◆ **SHORT EXERCISE**: Reproduce the items starting at the line that contains "the stone dragon" and ending at the end of the items, both ends included. Keep all wording unchanged, but increase every bounding-box coordinate in the answers by 8.

◆ **EXERCISE INPUT**:
⟨
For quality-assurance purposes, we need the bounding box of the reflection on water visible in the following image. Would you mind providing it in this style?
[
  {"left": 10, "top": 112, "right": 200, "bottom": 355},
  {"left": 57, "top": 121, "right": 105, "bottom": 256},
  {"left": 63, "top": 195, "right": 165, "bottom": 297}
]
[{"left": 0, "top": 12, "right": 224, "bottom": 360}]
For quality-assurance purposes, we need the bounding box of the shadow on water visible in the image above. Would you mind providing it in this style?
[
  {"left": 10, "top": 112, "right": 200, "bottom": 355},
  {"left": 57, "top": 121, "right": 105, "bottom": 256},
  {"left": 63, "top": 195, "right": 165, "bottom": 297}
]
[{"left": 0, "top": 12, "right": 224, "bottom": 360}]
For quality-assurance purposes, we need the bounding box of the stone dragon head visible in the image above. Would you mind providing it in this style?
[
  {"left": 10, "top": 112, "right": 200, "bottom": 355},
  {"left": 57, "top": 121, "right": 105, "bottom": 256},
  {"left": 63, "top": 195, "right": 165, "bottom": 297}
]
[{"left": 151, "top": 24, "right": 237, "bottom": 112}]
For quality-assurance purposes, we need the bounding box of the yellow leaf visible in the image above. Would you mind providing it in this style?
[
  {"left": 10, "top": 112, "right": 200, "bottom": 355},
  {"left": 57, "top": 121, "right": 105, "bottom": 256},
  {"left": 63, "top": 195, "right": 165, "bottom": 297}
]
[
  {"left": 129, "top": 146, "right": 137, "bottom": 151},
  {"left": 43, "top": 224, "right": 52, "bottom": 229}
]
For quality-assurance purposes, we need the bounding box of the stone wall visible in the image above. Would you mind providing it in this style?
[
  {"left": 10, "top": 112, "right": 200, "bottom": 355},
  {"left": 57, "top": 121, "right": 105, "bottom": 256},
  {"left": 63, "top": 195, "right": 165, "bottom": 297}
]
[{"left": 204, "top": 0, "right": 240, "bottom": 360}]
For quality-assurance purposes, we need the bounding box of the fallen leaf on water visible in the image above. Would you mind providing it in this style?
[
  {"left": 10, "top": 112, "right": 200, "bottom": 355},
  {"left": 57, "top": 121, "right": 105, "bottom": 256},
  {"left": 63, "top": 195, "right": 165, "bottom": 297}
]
⟩
◆ **THE REPLY**:
For quality-assurance purposes, we need the bounding box of the stone dragon head visible in the image above. Would you mind providing it in this style?
[
  {"left": 10, "top": 112, "right": 200, "bottom": 355},
  {"left": 57, "top": 121, "right": 105, "bottom": 256},
  {"left": 63, "top": 195, "right": 165, "bottom": 297}
]
[{"left": 159, "top": 32, "right": 245, "bottom": 120}]
For quality-assurance purposes, we need the bounding box of the yellow leaf visible in the image above. Would you mind providing it in this style?
[
  {"left": 10, "top": 112, "right": 200, "bottom": 355},
  {"left": 57, "top": 121, "right": 105, "bottom": 256},
  {"left": 63, "top": 195, "right": 165, "bottom": 297}
]
[
  {"left": 137, "top": 154, "right": 145, "bottom": 159},
  {"left": 51, "top": 232, "right": 60, "bottom": 237}
]
For quality-assurance purposes, we need the bounding box of the stone wall visible in the image above. Would you mind providing it in this style?
[
  {"left": 10, "top": 112, "right": 200, "bottom": 355},
  {"left": 57, "top": 121, "right": 105, "bottom": 256},
  {"left": 63, "top": 195, "right": 165, "bottom": 297}
]
[{"left": 212, "top": 8, "right": 248, "bottom": 368}]
For quality-assurance purposes, we need the bounding box of the fallen leaf on water visible in the image above. Would you mind providing it in this style?
[
  {"left": 10, "top": 112, "right": 200, "bottom": 355},
  {"left": 57, "top": 121, "right": 105, "bottom": 256},
  {"left": 63, "top": 195, "right": 165, "bottom": 297}
]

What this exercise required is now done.